**Prompt:**
Your output should be the lines from the one containing "x=347 y=189" through the last line below, both ends included, exactly as written and free of pictures.

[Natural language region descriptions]
──────────────────────────────

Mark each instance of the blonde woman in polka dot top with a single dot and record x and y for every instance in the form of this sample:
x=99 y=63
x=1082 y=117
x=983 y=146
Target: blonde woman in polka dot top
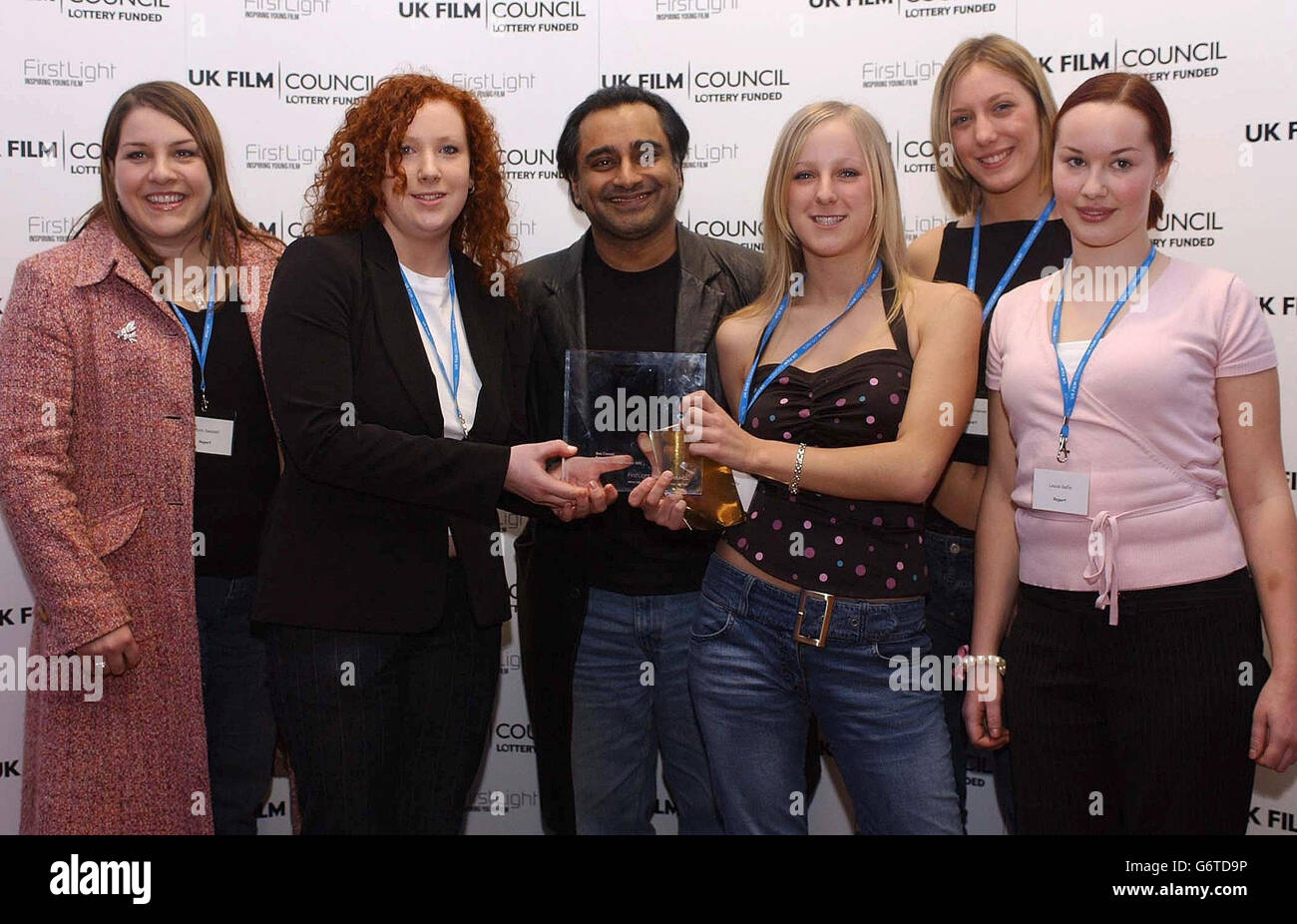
x=852 y=382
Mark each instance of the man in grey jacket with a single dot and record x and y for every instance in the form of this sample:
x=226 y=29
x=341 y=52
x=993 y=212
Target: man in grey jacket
x=606 y=604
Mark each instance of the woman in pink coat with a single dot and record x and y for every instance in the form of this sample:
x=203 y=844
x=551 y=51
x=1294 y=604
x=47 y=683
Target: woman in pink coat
x=137 y=457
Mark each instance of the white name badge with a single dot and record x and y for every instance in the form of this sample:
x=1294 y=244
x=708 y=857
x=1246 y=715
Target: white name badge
x=1067 y=492
x=213 y=435
x=746 y=486
x=978 y=419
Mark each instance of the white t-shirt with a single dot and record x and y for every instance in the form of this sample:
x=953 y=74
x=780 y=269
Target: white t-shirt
x=433 y=294
x=1071 y=353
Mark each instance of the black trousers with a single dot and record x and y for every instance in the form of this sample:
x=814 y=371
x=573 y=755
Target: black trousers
x=1140 y=726
x=385 y=732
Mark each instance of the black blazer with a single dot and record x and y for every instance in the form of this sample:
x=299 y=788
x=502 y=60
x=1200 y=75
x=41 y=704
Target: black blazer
x=355 y=536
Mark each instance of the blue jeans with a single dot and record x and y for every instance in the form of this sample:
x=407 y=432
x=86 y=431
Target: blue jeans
x=755 y=687
x=234 y=700
x=631 y=698
x=950 y=625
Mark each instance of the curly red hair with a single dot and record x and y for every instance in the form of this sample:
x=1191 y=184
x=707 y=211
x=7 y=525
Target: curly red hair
x=346 y=191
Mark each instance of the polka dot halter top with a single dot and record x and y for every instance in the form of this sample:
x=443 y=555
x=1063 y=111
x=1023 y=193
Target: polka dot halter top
x=818 y=541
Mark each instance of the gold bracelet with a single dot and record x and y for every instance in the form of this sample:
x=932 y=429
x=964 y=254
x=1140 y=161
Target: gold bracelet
x=796 y=470
x=1000 y=664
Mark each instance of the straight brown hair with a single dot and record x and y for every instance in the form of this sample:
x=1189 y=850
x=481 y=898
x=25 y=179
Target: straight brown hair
x=223 y=223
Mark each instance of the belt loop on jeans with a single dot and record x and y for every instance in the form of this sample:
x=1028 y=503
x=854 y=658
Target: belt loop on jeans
x=824 y=625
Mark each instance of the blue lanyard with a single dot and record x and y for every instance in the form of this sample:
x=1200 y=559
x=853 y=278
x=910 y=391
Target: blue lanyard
x=1069 y=389
x=202 y=352
x=746 y=398
x=1013 y=266
x=454 y=339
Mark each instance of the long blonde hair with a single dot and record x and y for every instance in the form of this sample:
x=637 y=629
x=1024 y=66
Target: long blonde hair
x=783 y=250
x=959 y=189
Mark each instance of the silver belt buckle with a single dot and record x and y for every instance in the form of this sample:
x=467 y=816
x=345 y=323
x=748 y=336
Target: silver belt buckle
x=824 y=625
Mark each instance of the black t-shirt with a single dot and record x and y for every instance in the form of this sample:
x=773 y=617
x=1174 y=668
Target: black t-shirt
x=637 y=311
x=231 y=493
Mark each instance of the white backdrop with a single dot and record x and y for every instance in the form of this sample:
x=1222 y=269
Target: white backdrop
x=277 y=76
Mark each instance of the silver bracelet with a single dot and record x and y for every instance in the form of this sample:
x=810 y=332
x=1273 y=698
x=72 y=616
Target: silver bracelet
x=796 y=470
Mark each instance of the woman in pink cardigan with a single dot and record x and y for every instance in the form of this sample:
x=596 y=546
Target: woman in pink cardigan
x=134 y=470
x=1133 y=677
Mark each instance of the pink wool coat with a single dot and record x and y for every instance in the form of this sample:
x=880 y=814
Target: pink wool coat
x=96 y=482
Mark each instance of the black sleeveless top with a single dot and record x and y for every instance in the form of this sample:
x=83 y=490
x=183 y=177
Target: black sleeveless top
x=818 y=541
x=997 y=248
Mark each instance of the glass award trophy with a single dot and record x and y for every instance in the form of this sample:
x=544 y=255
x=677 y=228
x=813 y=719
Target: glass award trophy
x=628 y=404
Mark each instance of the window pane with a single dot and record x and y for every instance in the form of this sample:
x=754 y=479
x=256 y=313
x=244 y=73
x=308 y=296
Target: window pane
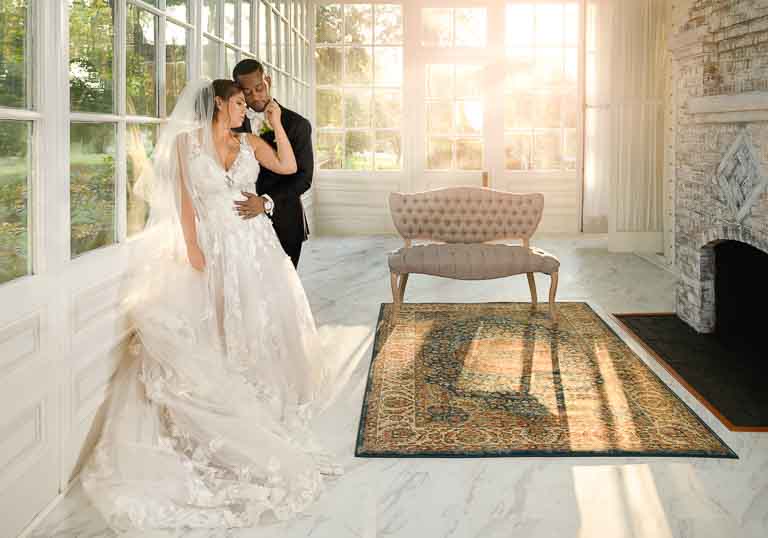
x=357 y=107
x=549 y=67
x=358 y=23
x=549 y=25
x=520 y=66
x=357 y=151
x=211 y=16
x=141 y=142
x=570 y=151
x=330 y=150
x=520 y=25
x=571 y=66
x=92 y=186
x=517 y=151
x=91 y=37
x=245 y=25
x=274 y=37
x=15 y=138
x=518 y=111
x=211 y=58
x=15 y=50
x=359 y=68
x=177 y=8
x=262 y=30
x=229 y=21
x=389 y=66
x=546 y=110
x=436 y=27
x=298 y=64
x=570 y=111
x=440 y=81
x=440 y=117
x=439 y=153
x=546 y=150
x=389 y=24
x=572 y=24
x=328 y=65
x=285 y=35
x=388 y=109
x=469 y=80
x=328 y=26
x=469 y=117
x=329 y=108
x=388 y=150
x=471 y=27
x=469 y=154
x=175 y=64
x=230 y=59
x=141 y=67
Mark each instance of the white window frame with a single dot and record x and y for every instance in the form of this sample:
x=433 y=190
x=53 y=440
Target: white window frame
x=330 y=176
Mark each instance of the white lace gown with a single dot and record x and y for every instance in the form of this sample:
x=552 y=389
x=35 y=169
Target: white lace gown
x=207 y=425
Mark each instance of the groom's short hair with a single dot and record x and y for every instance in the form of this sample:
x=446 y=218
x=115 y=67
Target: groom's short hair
x=247 y=66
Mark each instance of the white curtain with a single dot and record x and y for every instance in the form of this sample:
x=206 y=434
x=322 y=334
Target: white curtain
x=626 y=81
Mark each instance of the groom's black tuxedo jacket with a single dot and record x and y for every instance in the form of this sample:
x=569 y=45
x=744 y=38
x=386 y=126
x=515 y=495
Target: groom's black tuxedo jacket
x=288 y=217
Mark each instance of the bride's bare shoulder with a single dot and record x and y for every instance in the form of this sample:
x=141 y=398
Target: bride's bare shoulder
x=193 y=137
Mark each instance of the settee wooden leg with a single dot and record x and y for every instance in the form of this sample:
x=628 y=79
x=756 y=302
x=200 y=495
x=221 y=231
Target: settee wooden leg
x=532 y=287
x=395 y=297
x=403 y=282
x=395 y=288
x=552 y=293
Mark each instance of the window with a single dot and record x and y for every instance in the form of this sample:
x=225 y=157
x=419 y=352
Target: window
x=453 y=27
x=454 y=117
x=540 y=103
x=16 y=138
x=111 y=138
x=359 y=78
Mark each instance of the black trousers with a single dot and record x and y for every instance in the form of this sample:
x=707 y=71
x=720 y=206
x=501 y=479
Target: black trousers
x=293 y=249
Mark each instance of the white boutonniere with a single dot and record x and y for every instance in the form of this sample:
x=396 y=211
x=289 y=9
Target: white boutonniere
x=265 y=128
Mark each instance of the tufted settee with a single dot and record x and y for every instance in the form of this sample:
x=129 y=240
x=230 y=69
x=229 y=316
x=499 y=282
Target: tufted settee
x=461 y=223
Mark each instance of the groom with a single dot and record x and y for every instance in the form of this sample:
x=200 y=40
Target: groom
x=279 y=195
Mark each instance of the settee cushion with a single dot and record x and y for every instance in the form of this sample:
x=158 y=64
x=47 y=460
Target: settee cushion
x=476 y=261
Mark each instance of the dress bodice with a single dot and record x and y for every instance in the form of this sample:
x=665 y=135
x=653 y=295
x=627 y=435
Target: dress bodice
x=214 y=189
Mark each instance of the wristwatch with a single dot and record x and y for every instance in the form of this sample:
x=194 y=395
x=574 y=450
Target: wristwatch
x=269 y=205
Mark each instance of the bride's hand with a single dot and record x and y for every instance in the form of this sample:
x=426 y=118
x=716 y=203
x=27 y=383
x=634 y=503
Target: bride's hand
x=196 y=257
x=272 y=113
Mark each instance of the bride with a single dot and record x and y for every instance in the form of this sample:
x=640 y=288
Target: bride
x=207 y=424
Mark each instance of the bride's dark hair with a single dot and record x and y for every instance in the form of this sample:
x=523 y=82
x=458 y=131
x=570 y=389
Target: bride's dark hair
x=221 y=87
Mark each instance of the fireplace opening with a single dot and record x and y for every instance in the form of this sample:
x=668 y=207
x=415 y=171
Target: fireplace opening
x=741 y=294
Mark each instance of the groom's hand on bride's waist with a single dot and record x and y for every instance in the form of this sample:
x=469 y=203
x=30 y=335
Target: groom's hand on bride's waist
x=253 y=205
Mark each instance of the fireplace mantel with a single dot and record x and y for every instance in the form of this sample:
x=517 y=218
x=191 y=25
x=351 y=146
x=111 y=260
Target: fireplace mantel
x=738 y=108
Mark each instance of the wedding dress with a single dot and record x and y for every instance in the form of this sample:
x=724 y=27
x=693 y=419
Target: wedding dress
x=208 y=421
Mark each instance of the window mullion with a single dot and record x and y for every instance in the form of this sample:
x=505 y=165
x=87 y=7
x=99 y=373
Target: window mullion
x=120 y=68
x=160 y=67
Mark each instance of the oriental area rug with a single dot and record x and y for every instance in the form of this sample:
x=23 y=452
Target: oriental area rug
x=503 y=379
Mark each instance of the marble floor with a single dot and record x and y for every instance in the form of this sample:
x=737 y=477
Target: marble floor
x=346 y=280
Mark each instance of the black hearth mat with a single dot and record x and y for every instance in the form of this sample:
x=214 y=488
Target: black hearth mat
x=729 y=380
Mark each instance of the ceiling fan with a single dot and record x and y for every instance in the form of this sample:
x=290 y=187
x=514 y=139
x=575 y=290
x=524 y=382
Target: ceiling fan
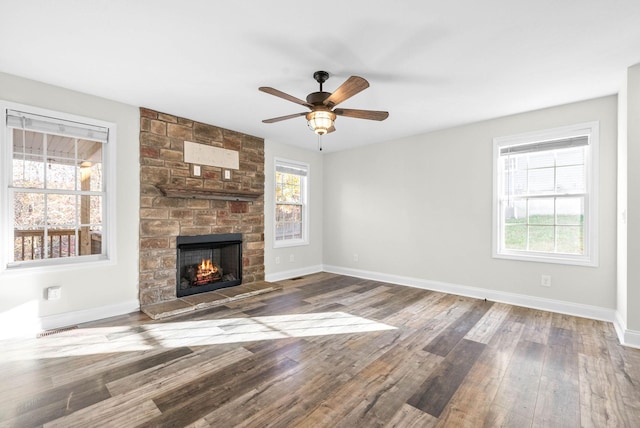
x=322 y=115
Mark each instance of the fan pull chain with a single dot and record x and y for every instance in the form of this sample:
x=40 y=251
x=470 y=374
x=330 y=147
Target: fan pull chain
x=24 y=150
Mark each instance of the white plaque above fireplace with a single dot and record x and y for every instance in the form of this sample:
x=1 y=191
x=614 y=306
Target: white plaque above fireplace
x=208 y=155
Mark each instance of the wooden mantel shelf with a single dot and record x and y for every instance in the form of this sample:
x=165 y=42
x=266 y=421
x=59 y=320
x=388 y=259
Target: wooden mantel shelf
x=183 y=192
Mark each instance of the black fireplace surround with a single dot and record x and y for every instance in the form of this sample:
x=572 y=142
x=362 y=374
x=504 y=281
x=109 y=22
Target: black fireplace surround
x=208 y=262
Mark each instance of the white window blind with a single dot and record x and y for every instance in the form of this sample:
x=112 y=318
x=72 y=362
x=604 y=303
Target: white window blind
x=50 y=125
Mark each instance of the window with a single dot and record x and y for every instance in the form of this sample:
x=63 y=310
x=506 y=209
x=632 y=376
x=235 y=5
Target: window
x=545 y=192
x=291 y=215
x=55 y=187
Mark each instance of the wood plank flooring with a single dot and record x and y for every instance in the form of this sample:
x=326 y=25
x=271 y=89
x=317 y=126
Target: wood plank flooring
x=327 y=351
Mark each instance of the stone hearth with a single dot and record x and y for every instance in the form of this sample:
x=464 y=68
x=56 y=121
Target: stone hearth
x=176 y=199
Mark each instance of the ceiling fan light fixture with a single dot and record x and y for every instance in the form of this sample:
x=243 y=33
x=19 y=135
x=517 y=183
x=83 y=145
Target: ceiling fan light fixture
x=320 y=121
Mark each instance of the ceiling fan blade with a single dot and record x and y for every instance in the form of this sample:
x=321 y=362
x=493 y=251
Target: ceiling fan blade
x=278 y=119
x=362 y=114
x=349 y=88
x=282 y=95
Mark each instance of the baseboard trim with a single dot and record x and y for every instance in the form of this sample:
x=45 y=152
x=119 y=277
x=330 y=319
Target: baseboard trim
x=568 y=308
x=87 y=315
x=626 y=337
x=281 y=276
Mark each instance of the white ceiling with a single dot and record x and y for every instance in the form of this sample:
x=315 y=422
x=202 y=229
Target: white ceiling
x=431 y=64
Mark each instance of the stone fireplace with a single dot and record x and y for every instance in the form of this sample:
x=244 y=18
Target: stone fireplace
x=182 y=203
x=208 y=262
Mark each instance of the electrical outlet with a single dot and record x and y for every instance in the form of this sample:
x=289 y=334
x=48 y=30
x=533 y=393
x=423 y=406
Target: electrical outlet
x=54 y=293
x=545 y=280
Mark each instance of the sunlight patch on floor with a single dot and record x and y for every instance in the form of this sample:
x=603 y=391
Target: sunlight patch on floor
x=100 y=340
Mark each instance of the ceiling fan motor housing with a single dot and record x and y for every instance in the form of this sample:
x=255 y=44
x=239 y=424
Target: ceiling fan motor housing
x=317 y=98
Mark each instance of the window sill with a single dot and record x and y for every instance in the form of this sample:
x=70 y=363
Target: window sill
x=549 y=258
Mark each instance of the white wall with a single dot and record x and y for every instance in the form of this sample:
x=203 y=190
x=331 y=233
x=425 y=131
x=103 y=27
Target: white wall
x=306 y=258
x=87 y=292
x=421 y=208
x=621 y=249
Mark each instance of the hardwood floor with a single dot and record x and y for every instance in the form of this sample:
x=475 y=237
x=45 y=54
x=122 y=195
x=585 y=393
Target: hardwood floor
x=327 y=351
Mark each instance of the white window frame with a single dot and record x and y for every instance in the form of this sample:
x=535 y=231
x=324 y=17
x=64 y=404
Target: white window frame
x=6 y=213
x=590 y=256
x=304 y=203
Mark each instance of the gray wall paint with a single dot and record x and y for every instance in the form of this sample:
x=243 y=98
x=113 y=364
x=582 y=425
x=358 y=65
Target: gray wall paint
x=421 y=207
x=21 y=292
x=633 y=195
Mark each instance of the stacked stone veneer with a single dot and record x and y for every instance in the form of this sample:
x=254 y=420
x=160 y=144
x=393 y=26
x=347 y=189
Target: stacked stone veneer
x=162 y=218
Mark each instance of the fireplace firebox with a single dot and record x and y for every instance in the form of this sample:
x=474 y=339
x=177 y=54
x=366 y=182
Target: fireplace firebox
x=208 y=262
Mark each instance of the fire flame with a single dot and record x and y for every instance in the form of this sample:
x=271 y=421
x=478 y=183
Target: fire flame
x=207 y=268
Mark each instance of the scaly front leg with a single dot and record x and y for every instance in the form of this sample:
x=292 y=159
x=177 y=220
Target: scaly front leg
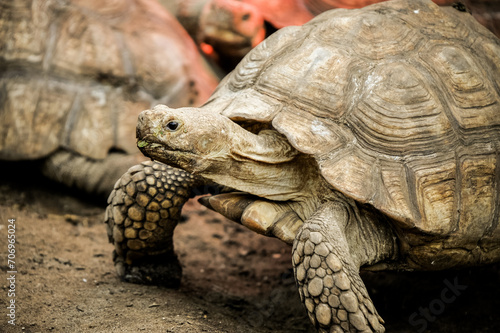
x=328 y=275
x=144 y=209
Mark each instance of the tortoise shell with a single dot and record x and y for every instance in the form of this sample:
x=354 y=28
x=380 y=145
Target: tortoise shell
x=76 y=74
x=398 y=102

──────────────────────────────

**Answer box:**
x=347 y=189
Target: stacked stone veneer
x=162 y=218
Mark each instance of the fireplace firebox with a single dot and record x and y for every instance in the form of this sample:
x=474 y=339
x=177 y=54
x=366 y=182
Target: fireplace firebox
x=208 y=262
Mark each instance of the fire flame with a single dot and record x and y for every instance in the form of this sample:
x=271 y=421
x=478 y=183
Target: fire flame
x=207 y=268
Mark each instance of the scaly front leg with a single dot and record x and y for every instance in the form of this sample:
x=292 y=159
x=177 y=220
Target: scaly front leg
x=328 y=275
x=144 y=209
Mark each instance of the tortoise shell with a single dot and record x and y for every instance in the form of this sample:
x=354 y=28
x=380 y=145
Target: tortoise shell
x=76 y=74
x=398 y=102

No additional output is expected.